- **Work instruction**
Copy exactly the line containing "Would you kindly point to the eye in" and all the lines that follow it to the end of the records, minus the pictures.

::: Records for the exercise

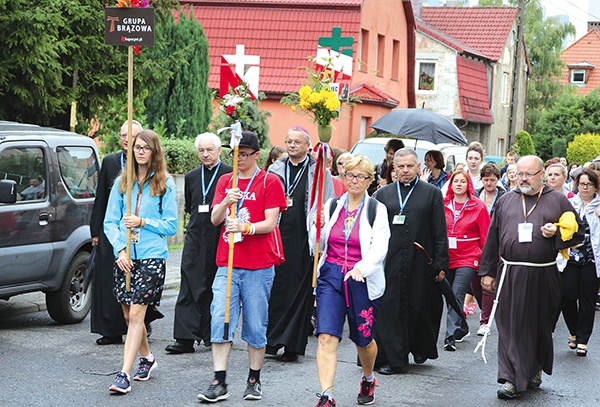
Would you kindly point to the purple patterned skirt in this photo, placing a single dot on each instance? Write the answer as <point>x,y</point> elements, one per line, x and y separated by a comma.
<point>147,282</point>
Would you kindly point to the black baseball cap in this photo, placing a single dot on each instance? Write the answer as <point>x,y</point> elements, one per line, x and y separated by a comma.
<point>249,139</point>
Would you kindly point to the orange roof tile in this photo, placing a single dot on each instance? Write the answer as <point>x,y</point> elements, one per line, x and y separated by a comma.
<point>428,29</point>
<point>284,37</point>
<point>484,28</point>
<point>584,50</point>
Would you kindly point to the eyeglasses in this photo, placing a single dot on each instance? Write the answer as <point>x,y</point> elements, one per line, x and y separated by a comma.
<point>145,149</point>
<point>206,150</point>
<point>527,174</point>
<point>294,142</point>
<point>360,178</point>
<point>242,156</point>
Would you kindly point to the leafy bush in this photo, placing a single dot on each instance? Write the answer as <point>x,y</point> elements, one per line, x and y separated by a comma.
<point>559,148</point>
<point>583,148</point>
<point>523,144</point>
<point>181,155</point>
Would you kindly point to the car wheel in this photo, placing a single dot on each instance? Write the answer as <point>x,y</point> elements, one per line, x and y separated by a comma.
<point>70,304</point>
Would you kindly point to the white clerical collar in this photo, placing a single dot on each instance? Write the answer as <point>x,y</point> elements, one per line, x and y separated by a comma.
<point>299,163</point>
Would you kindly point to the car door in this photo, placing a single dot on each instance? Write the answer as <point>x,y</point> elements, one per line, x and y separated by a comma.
<point>26,225</point>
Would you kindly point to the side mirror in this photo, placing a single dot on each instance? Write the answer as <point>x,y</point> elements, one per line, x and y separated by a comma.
<point>8,191</point>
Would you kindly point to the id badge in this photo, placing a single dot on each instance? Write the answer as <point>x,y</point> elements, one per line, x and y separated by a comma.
<point>525,232</point>
<point>399,219</point>
<point>452,243</point>
<point>135,235</point>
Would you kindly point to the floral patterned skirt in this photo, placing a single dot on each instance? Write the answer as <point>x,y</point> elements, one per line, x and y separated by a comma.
<point>147,282</point>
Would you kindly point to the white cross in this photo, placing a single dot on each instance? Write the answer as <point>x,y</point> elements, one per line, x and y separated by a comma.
<point>241,60</point>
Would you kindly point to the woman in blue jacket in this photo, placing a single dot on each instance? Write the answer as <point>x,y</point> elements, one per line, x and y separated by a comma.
<point>153,218</point>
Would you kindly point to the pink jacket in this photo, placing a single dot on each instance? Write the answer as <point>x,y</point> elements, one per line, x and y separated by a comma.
<point>470,229</point>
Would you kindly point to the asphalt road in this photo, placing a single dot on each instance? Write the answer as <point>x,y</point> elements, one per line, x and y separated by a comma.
<point>43,363</point>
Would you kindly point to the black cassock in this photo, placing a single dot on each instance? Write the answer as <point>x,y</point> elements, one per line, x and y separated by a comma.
<point>106,315</point>
<point>411,307</point>
<point>292,301</point>
<point>530,297</point>
<point>198,268</point>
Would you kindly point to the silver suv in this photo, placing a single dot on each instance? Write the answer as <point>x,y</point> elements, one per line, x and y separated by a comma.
<point>48,181</point>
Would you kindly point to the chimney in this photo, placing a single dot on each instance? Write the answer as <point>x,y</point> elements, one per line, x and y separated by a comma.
<point>417,6</point>
<point>594,24</point>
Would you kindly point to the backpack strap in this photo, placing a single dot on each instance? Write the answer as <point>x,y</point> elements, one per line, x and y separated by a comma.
<point>371,209</point>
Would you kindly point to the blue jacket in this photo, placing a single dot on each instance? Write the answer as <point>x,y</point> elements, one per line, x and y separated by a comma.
<point>153,237</point>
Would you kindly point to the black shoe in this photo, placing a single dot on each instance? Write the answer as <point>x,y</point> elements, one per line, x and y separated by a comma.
<point>109,340</point>
<point>449,344</point>
<point>388,370</point>
<point>181,346</point>
<point>289,356</point>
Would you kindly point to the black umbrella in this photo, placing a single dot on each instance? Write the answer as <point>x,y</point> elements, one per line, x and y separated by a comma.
<point>89,270</point>
<point>420,124</point>
<point>444,285</point>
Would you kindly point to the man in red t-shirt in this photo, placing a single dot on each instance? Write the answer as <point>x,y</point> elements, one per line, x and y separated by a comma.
<point>259,198</point>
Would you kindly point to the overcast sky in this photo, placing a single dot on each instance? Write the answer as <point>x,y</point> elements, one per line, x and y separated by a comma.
<point>577,10</point>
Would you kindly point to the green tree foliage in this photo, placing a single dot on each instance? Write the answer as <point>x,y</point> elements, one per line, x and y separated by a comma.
<point>108,121</point>
<point>570,115</point>
<point>53,53</point>
<point>584,148</point>
<point>559,148</point>
<point>186,96</point>
<point>523,144</point>
<point>544,41</point>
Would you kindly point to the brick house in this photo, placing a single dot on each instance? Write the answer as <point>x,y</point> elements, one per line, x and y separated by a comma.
<point>285,33</point>
<point>464,70</point>
<point>582,60</point>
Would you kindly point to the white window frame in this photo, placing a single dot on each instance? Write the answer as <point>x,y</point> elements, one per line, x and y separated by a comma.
<point>505,100</point>
<point>578,71</point>
<point>435,76</point>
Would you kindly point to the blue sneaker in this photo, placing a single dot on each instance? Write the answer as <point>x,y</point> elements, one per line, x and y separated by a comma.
<point>144,369</point>
<point>122,384</point>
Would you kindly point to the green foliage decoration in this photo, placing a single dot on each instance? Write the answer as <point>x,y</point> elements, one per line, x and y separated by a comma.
<point>584,147</point>
<point>523,144</point>
<point>250,117</point>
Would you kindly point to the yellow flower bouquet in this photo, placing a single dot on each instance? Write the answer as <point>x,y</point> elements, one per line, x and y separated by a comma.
<point>318,100</point>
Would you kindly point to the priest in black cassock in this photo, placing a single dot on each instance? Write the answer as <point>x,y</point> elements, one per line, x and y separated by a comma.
<point>198,268</point>
<point>522,244</point>
<point>107,315</point>
<point>411,307</point>
<point>291,303</point>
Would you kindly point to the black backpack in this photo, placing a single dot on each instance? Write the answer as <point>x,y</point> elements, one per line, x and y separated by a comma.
<point>371,209</point>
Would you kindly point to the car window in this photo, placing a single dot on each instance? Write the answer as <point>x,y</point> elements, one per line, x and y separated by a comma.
<point>78,171</point>
<point>373,152</point>
<point>26,166</point>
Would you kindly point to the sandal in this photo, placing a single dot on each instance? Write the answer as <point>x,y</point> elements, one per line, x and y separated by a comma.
<point>572,343</point>
<point>581,349</point>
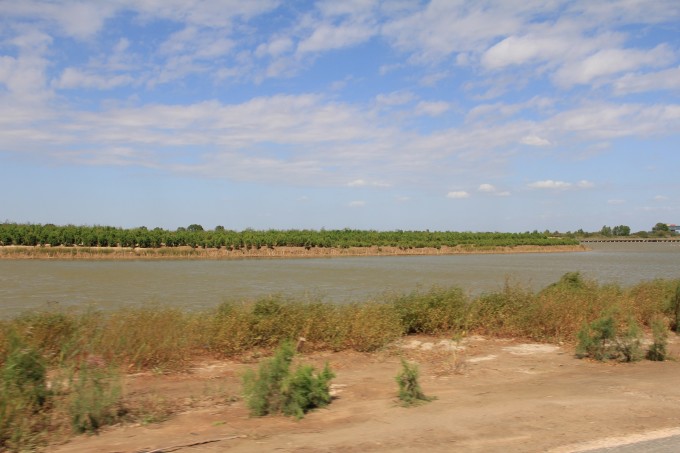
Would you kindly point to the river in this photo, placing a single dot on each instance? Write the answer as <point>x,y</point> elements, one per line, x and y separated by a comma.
<point>30,284</point>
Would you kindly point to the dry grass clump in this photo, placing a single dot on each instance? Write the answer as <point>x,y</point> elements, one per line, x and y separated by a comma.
<point>93,347</point>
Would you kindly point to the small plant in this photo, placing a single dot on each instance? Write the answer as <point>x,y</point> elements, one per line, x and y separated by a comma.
<point>274,389</point>
<point>628,346</point>
<point>410,393</point>
<point>657,350</point>
<point>95,398</point>
<point>675,309</point>
<point>24,397</point>
<point>596,339</point>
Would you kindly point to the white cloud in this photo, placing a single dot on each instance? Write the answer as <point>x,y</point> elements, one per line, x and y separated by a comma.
<point>550,184</point>
<point>75,78</point>
<point>668,79</point>
<point>458,194</point>
<point>560,185</point>
<point>612,61</point>
<point>535,140</point>
<point>432,108</point>
<point>395,98</point>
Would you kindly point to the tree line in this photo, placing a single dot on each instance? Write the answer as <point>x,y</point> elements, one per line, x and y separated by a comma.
<point>196,236</point>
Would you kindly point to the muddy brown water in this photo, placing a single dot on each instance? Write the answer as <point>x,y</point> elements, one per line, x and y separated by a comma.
<point>31,284</point>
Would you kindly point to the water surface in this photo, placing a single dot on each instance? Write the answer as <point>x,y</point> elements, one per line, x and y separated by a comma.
<point>28,284</point>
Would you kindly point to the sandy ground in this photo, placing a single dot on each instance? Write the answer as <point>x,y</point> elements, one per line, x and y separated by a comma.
<point>492,396</point>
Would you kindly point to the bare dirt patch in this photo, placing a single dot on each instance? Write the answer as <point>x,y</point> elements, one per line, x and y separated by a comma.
<point>492,396</point>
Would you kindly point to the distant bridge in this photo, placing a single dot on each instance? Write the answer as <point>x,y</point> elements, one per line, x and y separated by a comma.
<point>630,240</point>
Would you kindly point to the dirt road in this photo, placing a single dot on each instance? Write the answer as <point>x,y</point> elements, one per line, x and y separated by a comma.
<point>492,396</point>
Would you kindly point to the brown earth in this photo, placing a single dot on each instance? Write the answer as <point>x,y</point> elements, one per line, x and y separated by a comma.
<point>492,396</point>
<point>169,253</point>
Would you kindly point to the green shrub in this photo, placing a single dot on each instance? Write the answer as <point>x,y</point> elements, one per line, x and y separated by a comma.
<point>596,339</point>
<point>675,309</point>
<point>370,325</point>
<point>628,345</point>
<point>410,393</point>
<point>95,398</point>
<point>435,311</point>
<point>274,389</point>
<point>600,341</point>
<point>658,349</point>
<point>24,397</point>
<point>504,313</point>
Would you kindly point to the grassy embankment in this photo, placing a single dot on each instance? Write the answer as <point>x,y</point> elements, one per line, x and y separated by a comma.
<point>58,368</point>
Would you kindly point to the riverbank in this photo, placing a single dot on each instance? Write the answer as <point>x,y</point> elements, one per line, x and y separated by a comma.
<point>539,397</point>
<point>80,361</point>
<point>180,253</point>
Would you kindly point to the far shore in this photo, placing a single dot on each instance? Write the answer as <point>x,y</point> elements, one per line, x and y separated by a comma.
<point>179,253</point>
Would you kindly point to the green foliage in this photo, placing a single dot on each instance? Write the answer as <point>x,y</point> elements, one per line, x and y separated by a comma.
<point>600,341</point>
<point>435,311</point>
<point>195,235</point>
<point>596,340</point>
<point>660,228</point>
<point>410,393</point>
<point>24,397</point>
<point>658,350</point>
<point>621,230</point>
<point>674,307</point>
<point>274,389</point>
<point>95,398</point>
<point>628,345</point>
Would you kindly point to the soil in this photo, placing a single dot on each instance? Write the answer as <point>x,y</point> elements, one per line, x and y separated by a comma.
<point>492,395</point>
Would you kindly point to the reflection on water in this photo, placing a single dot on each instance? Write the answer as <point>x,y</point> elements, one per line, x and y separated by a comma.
<point>29,284</point>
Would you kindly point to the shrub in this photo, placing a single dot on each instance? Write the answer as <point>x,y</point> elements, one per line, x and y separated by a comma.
<point>410,393</point>
<point>503,313</point>
<point>600,341</point>
<point>435,311</point>
<point>24,397</point>
<point>658,349</point>
<point>675,309</point>
<point>628,345</point>
<point>274,389</point>
<point>596,339</point>
<point>95,398</point>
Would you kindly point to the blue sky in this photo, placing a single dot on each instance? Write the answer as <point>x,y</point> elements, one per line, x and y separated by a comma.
<point>443,114</point>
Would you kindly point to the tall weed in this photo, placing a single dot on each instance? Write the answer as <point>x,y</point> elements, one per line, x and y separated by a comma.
<point>275,389</point>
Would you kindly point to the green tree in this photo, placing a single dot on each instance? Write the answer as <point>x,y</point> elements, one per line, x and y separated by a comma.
<point>660,228</point>
<point>621,230</point>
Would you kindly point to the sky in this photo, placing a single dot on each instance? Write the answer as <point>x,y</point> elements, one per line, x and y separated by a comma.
<point>449,115</point>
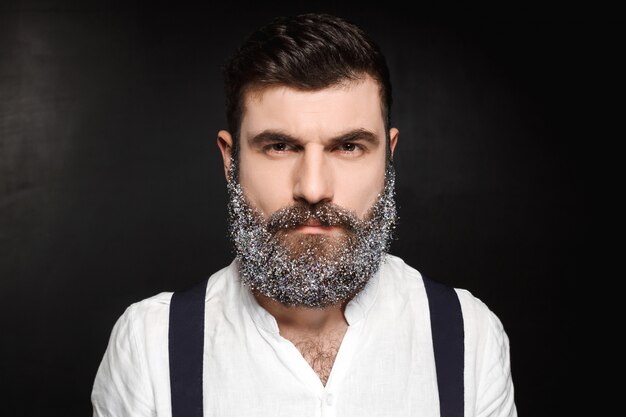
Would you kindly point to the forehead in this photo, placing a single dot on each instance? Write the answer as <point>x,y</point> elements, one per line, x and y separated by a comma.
<point>318,113</point>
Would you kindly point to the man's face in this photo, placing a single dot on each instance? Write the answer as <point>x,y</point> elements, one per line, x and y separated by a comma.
<point>313,146</point>
<point>312,203</point>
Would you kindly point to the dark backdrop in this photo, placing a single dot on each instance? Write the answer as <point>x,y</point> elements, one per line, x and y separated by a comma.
<point>112,188</point>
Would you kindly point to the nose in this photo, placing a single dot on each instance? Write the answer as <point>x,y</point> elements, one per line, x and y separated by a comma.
<point>313,178</point>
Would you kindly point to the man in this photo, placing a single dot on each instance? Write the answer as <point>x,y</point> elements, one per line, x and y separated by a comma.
<point>313,317</point>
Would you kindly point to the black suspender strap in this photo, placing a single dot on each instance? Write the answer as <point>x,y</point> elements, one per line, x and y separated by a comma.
<point>186,350</point>
<point>446,323</point>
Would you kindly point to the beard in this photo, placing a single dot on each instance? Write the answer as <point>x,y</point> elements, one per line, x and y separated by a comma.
<point>310,270</point>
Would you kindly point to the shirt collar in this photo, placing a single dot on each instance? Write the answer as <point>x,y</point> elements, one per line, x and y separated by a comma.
<point>356,309</point>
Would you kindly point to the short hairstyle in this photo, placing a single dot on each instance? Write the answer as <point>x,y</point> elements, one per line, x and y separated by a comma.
<point>305,52</point>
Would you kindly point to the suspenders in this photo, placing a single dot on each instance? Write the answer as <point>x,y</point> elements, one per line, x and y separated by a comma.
<point>186,348</point>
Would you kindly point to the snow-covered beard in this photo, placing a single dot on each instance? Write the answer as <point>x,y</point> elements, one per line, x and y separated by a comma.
<point>310,270</point>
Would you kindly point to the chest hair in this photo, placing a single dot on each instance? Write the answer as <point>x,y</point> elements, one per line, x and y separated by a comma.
<point>320,353</point>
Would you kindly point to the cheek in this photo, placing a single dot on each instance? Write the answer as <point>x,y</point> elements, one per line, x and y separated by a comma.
<point>357,188</point>
<point>266,186</point>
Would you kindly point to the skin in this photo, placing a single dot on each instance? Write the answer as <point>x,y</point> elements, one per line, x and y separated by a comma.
<point>311,146</point>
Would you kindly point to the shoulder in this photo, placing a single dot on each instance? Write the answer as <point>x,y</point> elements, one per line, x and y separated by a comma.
<point>479,319</point>
<point>481,324</point>
<point>153,312</point>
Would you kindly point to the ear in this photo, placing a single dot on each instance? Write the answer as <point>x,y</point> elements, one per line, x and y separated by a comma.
<point>225,143</point>
<point>393,140</point>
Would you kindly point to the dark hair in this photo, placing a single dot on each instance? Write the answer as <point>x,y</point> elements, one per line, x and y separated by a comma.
<point>307,52</point>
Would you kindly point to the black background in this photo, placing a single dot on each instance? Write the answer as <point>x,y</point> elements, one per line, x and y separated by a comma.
<point>112,187</point>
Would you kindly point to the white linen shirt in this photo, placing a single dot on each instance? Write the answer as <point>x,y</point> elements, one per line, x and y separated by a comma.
<point>384,367</point>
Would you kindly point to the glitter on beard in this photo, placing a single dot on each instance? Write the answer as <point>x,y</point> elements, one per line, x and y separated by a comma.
<point>310,270</point>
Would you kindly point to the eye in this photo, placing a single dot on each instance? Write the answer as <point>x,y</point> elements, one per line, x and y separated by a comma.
<point>277,147</point>
<point>350,147</point>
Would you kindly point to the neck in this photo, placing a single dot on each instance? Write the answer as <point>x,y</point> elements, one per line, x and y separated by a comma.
<point>305,320</point>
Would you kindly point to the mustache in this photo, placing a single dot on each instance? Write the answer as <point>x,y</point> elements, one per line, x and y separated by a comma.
<point>327,214</point>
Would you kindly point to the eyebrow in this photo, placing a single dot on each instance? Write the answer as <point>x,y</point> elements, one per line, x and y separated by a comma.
<point>271,136</point>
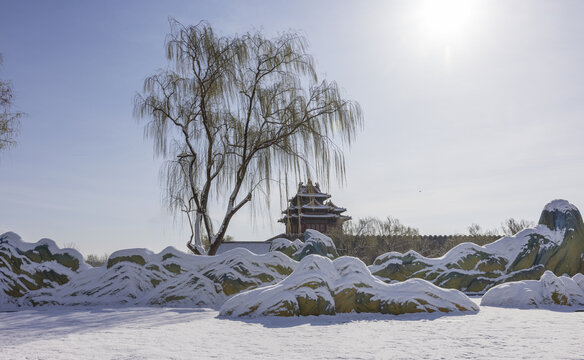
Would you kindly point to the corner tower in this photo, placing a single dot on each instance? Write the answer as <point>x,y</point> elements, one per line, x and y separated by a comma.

::::::

- **Answer to this exercise**
Would you kindly point to the eye in this photo, placing a single dot on each instance? Write the answer as <point>x,y</point> elements, one per line, x and y separated by a comma.
<point>277,147</point>
<point>350,147</point>
Would you kindly point to the neck in this photo, placing a single dot on each instance? Write the answer as <point>x,y</point> elements, one per line, x and y separated by a comma.
<point>305,320</point>
Would you kindly point to the mustache in this photo, placing a single dot on each instance? Write the answer as <point>x,y</point> elements, one per line, x and y separated by a comma.
<point>327,214</point>
Would you kindly point to the eyebrow in this photo, placing a single dot on each instance? Write the answer as <point>x,y</point> elements, one per line, x and y separated by a comma.
<point>271,136</point>
Would you kindly point to the corner tower in this photo, placing a single dot on each instance? Write the answer as <point>x,y</point> elements, one per line, x and y separated by a comma.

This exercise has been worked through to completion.